WHAT IS REQUIRED:
State how many lines in the listing below contain the word "face", giving only the number.

++++ EXERCISE DATA

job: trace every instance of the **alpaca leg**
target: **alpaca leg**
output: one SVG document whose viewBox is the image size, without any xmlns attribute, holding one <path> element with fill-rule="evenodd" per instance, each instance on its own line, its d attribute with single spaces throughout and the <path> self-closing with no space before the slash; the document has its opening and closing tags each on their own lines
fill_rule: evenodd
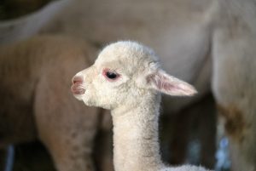
<svg viewBox="0 0 256 171">
<path fill-rule="evenodd" d="M 99 111 L 77 101 L 68 86 L 49 77 L 55 79 L 54 73 L 42 77 L 36 91 L 39 139 L 59 171 L 94 170 L 91 153 Z"/>
<path fill-rule="evenodd" d="M 244 30 L 253 25 L 240 25 L 245 22 L 240 20 L 230 20 L 233 27 L 224 26 L 214 34 L 212 88 L 219 124 L 229 138 L 233 170 L 255 171 L 256 39 L 255 33 Z"/>
</svg>

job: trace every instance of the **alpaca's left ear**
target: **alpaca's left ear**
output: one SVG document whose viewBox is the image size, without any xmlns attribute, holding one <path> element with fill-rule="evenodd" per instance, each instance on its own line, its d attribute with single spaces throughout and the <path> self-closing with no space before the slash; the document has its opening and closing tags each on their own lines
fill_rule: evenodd
<svg viewBox="0 0 256 171">
<path fill-rule="evenodd" d="M 197 93 L 193 86 L 172 77 L 162 70 L 146 77 L 147 86 L 161 93 L 175 96 L 190 96 Z"/>
</svg>

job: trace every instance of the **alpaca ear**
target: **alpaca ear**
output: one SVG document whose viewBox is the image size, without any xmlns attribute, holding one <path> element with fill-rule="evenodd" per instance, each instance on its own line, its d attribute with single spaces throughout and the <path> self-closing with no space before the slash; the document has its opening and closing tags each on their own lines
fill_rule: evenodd
<svg viewBox="0 0 256 171">
<path fill-rule="evenodd" d="M 197 93 L 193 86 L 172 77 L 162 70 L 148 75 L 147 84 L 161 93 L 175 96 L 190 96 Z"/>
</svg>

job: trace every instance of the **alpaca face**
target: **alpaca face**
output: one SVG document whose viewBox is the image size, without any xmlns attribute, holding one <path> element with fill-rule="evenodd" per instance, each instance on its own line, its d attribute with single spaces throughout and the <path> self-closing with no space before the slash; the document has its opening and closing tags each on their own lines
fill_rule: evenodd
<svg viewBox="0 0 256 171">
<path fill-rule="evenodd" d="M 114 109 L 137 105 L 148 94 L 191 95 L 189 84 L 165 73 L 154 52 L 132 42 L 107 46 L 95 64 L 76 74 L 72 92 L 87 105 Z"/>
<path fill-rule="evenodd" d="M 92 66 L 73 77 L 74 96 L 85 105 L 106 109 L 138 98 L 142 93 L 138 80 L 149 71 L 149 66 L 157 66 L 157 60 L 151 51 L 137 46 L 141 45 L 121 42 L 104 48 Z"/>
</svg>

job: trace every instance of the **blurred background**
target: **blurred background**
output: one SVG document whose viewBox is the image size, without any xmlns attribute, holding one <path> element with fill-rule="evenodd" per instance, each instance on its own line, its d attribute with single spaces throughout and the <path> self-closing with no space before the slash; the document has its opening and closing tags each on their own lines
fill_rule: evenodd
<svg viewBox="0 0 256 171">
<path fill-rule="evenodd" d="M 86 1 L 84 0 L 84 2 Z M 146 8 L 143 9 L 142 13 L 137 14 L 137 20 L 132 20 L 132 17 L 136 18 L 137 14 L 132 14 L 132 11 L 131 11 L 132 17 L 123 16 L 121 21 L 125 23 L 123 25 L 119 23 L 121 22 L 120 20 L 114 20 L 115 15 L 118 15 L 119 12 L 108 14 L 109 15 L 108 15 L 108 11 L 101 11 L 103 8 L 109 8 L 108 6 L 110 5 L 108 5 L 108 3 L 96 2 L 99 5 L 101 3 L 101 6 L 102 6 L 97 9 L 95 7 L 97 5 L 96 3 L 91 3 L 90 0 L 88 0 L 88 3 L 83 3 L 81 0 L 78 0 L 77 2 L 80 5 L 75 5 L 66 0 L 2 0 L 0 2 L 0 43 L 3 45 L 12 44 L 17 41 L 26 40 L 36 34 L 65 34 L 84 39 L 97 49 L 101 49 L 109 41 L 131 37 L 131 39 L 144 41 L 148 45 L 152 45 L 153 48 L 156 47 L 157 54 L 163 54 L 163 56 L 168 52 L 168 50 L 162 50 L 163 48 L 160 48 L 162 45 L 162 43 L 160 43 L 160 41 L 164 43 L 166 43 L 166 37 L 161 36 L 165 35 L 166 30 L 165 28 L 159 28 L 157 31 L 154 31 L 155 28 L 160 27 L 160 25 L 169 20 L 168 16 L 170 16 L 170 14 L 166 12 L 168 7 L 162 8 L 160 5 L 160 3 L 168 4 L 168 3 L 161 1 L 154 3 L 143 2 L 145 4 L 147 3 L 146 7 L 150 6 L 150 9 L 148 10 Z M 194 20 L 192 16 L 187 16 L 189 14 L 183 14 L 183 10 L 195 9 L 198 14 L 200 14 L 211 3 L 211 1 L 205 1 L 204 3 L 206 5 L 203 7 L 198 5 L 198 9 L 196 9 L 197 4 L 195 3 L 190 2 L 186 6 L 183 4 L 186 1 L 181 1 L 180 3 L 178 1 L 173 2 L 177 7 L 182 9 L 180 12 L 178 11 L 179 9 L 174 10 L 174 8 L 170 7 L 169 9 L 169 11 L 173 11 L 173 16 L 171 16 L 170 20 L 173 20 L 174 25 L 177 26 L 180 23 L 175 18 L 180 17 L 186 18 L 189 20 Z M 113 5 L 113 10 L 120 10 L 117 2 L 113 1 L 113 3 L 116 3 Z M 152 4 L 148 4 L 151 3 Z M 128 3 L 124 2 L 124 3 Z M 127 11 L 124 13 L 125 14 L 129 14 L 129 8 L 142 8 L 142 6 L 137 7 L 136 2 L 130 3 L 131 4 L 127 4 L 127 9 L 125 9 Z M 94 8 L 95 12 L 93 14 L 90 13 L 90 8 Z M 120 9 L 122 9 L 122 8 Z M 154 14 L 158 11 L 161 11 L 159 16 L 157 16 L 161 18 L 161 20 L 157 20 L 155 23 L 154 23 L 154 14 L 152 16 L 153 19 L 150 19 L 150 13 L 153 10 L 155 10 L 154 12 Z M 147 13 L 143 14 L 143 12 Z M 70 15 L 63 14 L 69 13 L 71 14 Z M 195 14 L 195 15 L 198 15 L 196 12 Z M 77 15 L 79 17 L 74 17 Z M 86 17 L 83 15 L 86 15 Z M 97 25 L 96 18 L 102 15 L 108 15 L 104 19 L 108 20 L 108 25 L 104 25 L 108 23 L 107 21 Z M 148 20 L 153 20 L 151 21 L 152 24 L 144 24 L 143 19 L 141 18 L 146 18 L 147 20 L 145 20 L 147 22 L 149 22 L 148 21 Z M 140 21 L 140 20 L 143 21 Z M 90 23 L 93 23 L 94 25 L 92 26 L 87 26 Z M 109 29 L 113 27 L 109 25 L 116 25 L 116 30 L 112 31 L 111 33 Z M 180 25 L 183 26 L 184 24 L 181 23 Z M 101 28 L 96 28 L 96 26 Z M 119 26 L 120 26 L 119 28 Z M 102 33 L 101 29 L 104 29 L 105 27 L 108 31 Z M 148 37 L 148 33 L 146 34 L 143 31 L 153 35 L 159 34 L 157 35 L 158 39 L 155 39 L 155 43 L 152 43 L 151 44 L 150 42 L 152 42 L 152 39 L 154 39 L 154 37 L 150 38 Z M 157 47 L 154 46 L 154 44 L 160 45 Z M 191 51 L 191 54 L 193 53 Z M 204 56 L 207 55 L 208 55 L 207 52 L 205 53 Z M 183 61 L 185 66 L 187 63 L 190 62 L 188 60 Z M 193 70 L 196 73 L 197 71 L 206 73 L 211 70 L 197 71 L 197 69 L 194 68 Z M 184 69 L 180 72 L 182 77 L 183 77 L 185 80 L 187 79 L 187 81 L 195 83 L 195 81 L 194 82 L 192 79 L 183 76 L 183 72 L 186 71 L 186 69 Z M 201 94 L 201 97 L 191 100 L 192 102 L 173 98 L 171 101 L 178 100 L 181 104 L 185 105 L 177 107 L 177 109 L 169 110 L 172 111 L 171 113 L 167 113 L 169 112 L 168 100 L 167 102 L 163 102 L 164 107 L 161 111 L 162 115 L 160 123 L 160 141 L 162 158 L 165 162 L 172 165 L 192 163 L 212 169 L 215 168 L 217 171 L 228 171 L 230 167 L 228 151 L 229 142 L 224 136 L 217 137 L 216 104 L 209 90 L 210 83 L 206 83 L 206 84 L 207 88 Z M 200 85 L 197 86 L 200 87 Z M 96 170 L 110 171 L 113 170 L 113 166 L 111 166 L 113 155 L 112 123 L 109 118 L 104 121 L 104 118 L 101 117 L 99 120 L 101 120 L 101 123 L 104 123 L 107 126 L 105 125 L 103 128 L 97 129 L 91 157 L 93 158 Z M 107 159 L 102 160 L 101 158 L 102 156 L 105 158 L 107 157 Z M 53 171 L 56 170 L 56 168 L 45 145 L 39 140 L 36 140 L 32 142 L 13 144 L 9 147 L 1 149 L 0 170 Z"/>
</svg>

++++++++

IN RESPONSE:
2